EXERCISE PROMPT
Pull out each line of the material below that contains the string "green", treating uppercase and lowercase as different.

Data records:
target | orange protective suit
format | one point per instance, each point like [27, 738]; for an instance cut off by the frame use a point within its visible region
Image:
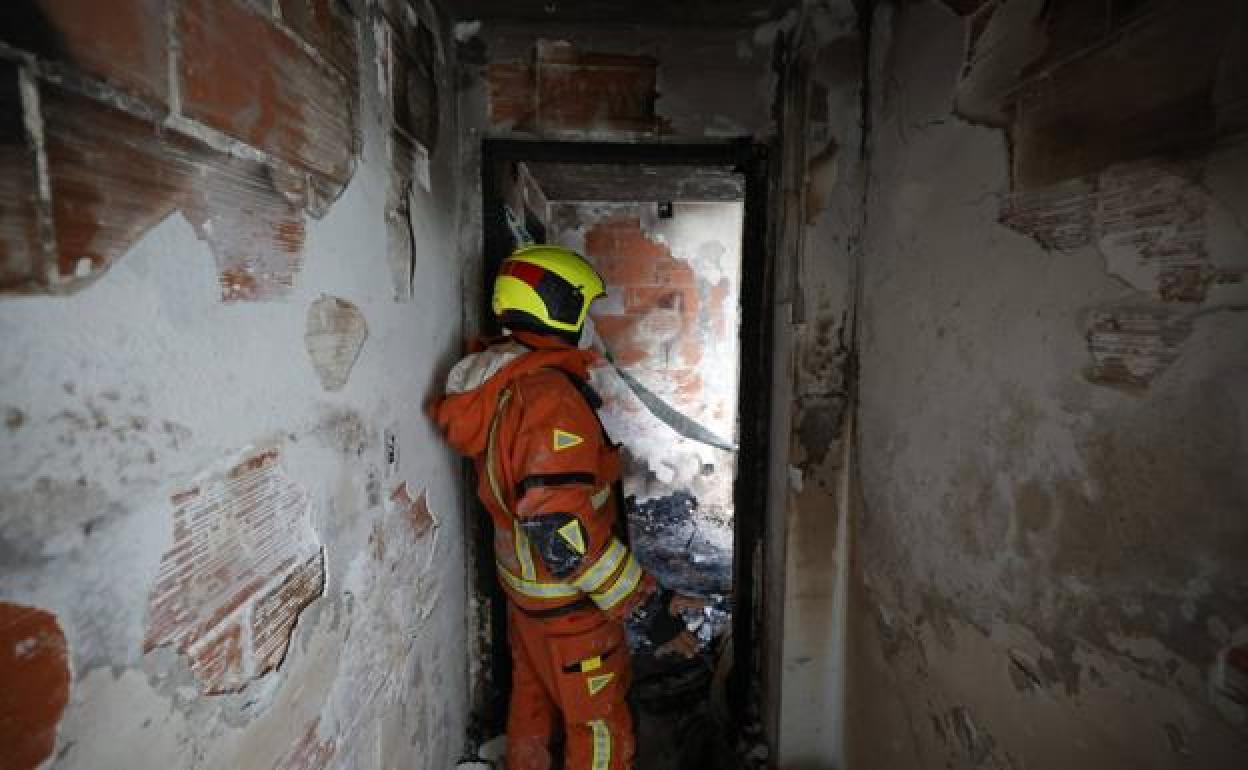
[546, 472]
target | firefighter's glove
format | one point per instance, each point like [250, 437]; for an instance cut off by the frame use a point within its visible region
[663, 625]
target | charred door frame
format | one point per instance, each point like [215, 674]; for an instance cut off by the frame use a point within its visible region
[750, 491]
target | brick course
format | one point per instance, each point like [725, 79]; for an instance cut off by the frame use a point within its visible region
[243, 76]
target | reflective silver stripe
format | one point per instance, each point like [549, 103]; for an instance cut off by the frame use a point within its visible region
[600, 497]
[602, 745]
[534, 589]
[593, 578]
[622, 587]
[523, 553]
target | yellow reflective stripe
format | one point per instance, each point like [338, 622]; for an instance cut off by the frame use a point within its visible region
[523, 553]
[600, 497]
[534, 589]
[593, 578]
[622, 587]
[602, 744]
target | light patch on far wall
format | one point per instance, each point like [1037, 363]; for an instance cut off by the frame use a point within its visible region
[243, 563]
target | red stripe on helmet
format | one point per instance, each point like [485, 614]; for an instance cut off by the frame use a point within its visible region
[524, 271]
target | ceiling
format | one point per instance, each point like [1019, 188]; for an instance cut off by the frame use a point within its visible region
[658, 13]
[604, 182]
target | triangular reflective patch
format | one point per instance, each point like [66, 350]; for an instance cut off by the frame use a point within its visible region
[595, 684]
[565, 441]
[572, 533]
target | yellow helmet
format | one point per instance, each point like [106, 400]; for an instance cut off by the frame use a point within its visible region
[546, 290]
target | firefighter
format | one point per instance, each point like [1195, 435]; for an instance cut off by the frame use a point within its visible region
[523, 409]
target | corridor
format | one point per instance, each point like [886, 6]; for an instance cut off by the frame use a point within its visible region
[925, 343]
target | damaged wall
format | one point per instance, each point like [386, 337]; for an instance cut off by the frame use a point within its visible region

* * *

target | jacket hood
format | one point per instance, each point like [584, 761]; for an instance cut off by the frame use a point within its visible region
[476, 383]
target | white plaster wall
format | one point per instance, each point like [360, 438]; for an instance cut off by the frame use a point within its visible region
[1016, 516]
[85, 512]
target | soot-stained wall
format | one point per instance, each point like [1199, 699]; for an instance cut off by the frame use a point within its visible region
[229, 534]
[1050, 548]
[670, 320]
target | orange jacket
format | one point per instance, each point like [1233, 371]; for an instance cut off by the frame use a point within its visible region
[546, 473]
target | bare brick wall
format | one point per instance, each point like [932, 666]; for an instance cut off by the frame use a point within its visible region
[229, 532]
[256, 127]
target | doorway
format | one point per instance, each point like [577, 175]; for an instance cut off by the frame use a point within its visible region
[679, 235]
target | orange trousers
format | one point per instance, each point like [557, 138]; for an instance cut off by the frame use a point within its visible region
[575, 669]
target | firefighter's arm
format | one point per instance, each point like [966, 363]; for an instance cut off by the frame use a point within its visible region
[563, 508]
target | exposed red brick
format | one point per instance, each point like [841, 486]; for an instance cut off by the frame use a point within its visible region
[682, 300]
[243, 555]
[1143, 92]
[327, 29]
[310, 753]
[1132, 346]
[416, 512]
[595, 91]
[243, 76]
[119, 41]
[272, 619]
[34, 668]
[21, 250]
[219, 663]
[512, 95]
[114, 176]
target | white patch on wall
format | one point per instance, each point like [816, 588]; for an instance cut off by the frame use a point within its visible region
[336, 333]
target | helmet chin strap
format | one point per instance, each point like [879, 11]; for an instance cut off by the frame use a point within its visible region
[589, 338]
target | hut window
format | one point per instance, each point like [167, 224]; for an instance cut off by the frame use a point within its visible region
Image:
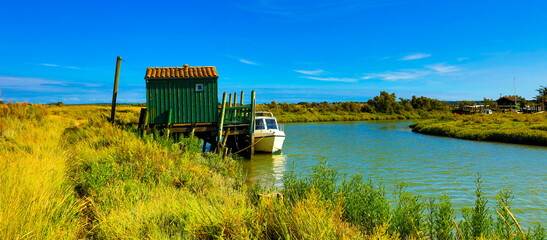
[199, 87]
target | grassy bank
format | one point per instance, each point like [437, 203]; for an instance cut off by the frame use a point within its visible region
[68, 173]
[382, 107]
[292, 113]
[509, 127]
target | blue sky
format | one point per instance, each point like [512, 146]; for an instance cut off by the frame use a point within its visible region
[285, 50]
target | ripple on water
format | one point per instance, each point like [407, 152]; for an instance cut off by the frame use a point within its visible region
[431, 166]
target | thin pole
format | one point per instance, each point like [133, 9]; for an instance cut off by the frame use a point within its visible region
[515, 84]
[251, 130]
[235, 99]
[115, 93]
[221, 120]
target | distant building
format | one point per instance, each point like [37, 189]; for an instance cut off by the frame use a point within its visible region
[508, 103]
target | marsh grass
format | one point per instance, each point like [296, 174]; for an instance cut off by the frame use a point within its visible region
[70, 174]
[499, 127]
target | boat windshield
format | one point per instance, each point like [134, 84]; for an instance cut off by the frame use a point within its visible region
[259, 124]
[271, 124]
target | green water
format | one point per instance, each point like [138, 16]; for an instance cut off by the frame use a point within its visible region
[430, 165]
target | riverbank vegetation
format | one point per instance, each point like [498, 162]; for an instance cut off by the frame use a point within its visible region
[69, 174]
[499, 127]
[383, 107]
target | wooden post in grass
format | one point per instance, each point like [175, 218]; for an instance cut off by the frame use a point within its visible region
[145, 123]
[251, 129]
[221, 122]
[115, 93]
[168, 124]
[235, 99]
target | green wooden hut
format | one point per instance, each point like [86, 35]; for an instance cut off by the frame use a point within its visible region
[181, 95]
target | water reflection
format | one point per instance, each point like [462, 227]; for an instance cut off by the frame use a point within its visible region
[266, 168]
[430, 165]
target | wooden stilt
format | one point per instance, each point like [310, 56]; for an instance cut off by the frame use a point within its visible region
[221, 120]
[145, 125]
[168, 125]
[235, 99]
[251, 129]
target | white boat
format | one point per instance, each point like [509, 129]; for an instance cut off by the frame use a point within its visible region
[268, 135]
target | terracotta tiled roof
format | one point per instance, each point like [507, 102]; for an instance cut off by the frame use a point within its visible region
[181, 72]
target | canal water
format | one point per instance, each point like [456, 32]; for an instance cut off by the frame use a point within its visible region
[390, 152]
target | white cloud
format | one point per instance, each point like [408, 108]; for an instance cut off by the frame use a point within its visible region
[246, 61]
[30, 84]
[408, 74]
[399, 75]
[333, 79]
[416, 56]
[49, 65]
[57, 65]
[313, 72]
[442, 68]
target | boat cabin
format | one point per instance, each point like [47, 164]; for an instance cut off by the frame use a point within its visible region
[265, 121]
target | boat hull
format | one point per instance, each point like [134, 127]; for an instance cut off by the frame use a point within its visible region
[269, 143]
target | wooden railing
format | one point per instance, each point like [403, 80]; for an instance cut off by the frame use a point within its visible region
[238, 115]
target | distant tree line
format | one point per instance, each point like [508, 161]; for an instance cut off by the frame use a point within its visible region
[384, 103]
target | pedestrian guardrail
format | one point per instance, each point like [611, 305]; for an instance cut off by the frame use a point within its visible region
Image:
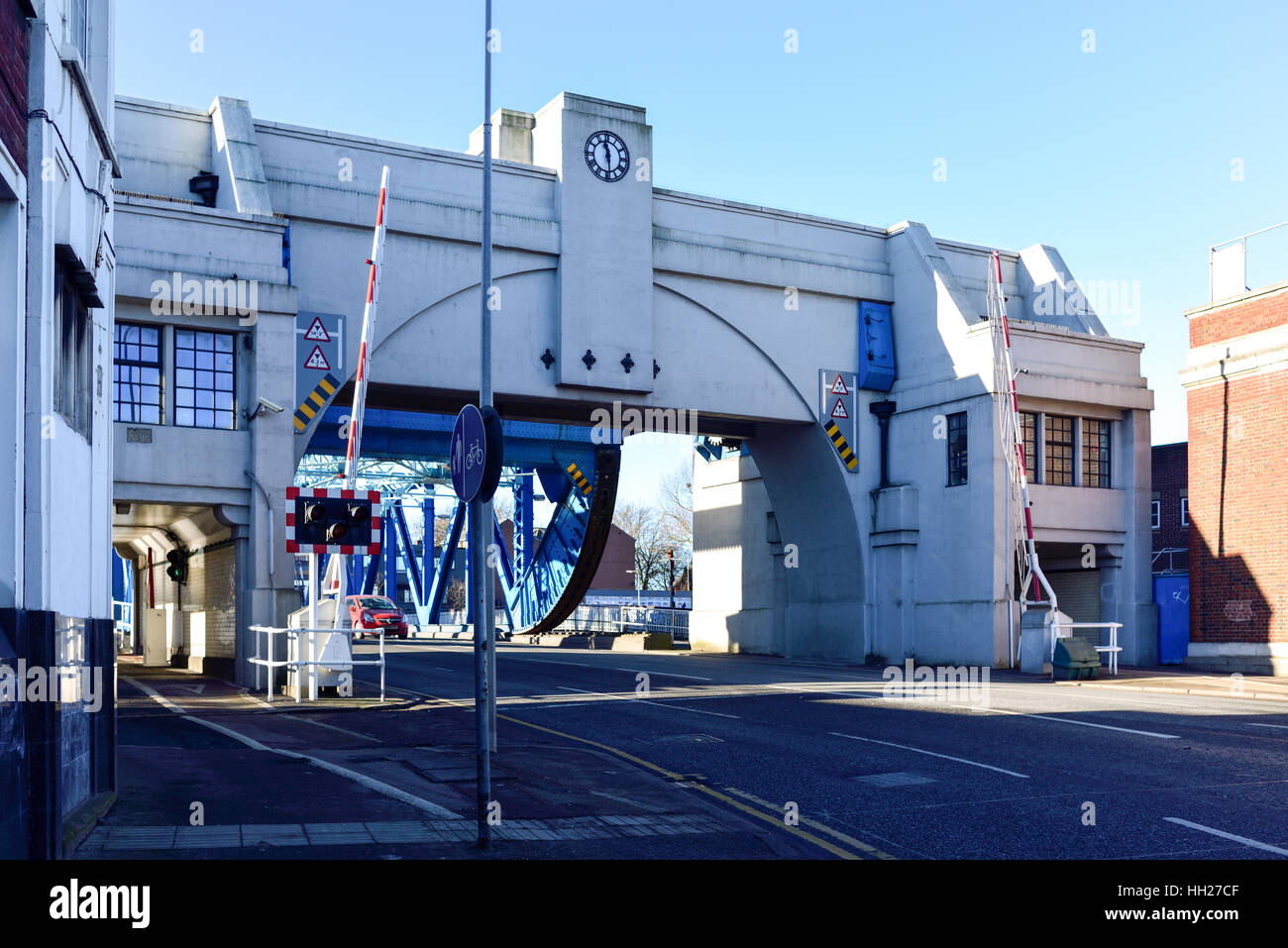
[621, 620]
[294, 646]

...

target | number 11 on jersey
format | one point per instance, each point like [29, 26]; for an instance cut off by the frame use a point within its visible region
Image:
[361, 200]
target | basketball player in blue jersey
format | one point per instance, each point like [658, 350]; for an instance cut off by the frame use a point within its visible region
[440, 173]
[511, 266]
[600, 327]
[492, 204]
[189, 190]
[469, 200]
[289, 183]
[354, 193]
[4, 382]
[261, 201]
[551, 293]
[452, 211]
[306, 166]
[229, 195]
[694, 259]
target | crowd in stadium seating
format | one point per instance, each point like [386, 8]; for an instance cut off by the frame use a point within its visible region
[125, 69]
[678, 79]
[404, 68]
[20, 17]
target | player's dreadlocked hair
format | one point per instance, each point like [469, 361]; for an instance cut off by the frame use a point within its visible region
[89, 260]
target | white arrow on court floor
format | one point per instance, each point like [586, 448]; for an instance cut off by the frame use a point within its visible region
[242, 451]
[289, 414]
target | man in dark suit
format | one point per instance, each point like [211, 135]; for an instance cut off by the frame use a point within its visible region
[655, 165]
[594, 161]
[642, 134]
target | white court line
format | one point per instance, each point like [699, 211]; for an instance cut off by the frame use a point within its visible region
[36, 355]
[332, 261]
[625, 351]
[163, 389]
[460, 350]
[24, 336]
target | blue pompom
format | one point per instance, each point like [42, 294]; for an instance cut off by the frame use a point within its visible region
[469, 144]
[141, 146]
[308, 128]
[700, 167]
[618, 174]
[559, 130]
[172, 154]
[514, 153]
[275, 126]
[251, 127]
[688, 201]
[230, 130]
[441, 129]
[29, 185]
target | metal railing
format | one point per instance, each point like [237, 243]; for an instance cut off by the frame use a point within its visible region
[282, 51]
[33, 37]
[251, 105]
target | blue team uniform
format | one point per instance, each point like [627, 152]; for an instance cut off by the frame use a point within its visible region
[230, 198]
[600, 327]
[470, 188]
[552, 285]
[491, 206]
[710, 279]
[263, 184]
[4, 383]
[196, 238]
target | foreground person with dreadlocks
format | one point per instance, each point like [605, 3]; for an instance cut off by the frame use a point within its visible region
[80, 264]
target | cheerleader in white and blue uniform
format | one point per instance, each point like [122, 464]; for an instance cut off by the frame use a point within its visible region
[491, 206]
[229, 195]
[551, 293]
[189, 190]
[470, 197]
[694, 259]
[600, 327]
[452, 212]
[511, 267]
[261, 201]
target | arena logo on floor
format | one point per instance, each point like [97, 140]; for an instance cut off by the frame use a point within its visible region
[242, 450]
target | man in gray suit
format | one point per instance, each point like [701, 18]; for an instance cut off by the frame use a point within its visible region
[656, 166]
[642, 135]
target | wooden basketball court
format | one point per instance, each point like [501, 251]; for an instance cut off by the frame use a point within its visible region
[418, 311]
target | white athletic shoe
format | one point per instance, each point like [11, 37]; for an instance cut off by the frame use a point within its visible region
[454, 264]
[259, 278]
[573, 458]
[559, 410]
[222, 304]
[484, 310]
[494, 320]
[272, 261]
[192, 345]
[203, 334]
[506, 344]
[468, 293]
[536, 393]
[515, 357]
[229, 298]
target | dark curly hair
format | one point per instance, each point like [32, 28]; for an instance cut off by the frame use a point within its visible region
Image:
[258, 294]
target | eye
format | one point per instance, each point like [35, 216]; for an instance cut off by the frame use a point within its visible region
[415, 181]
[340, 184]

ANSWER TO THIS EXERCISE
target | green water
target | green wooden hut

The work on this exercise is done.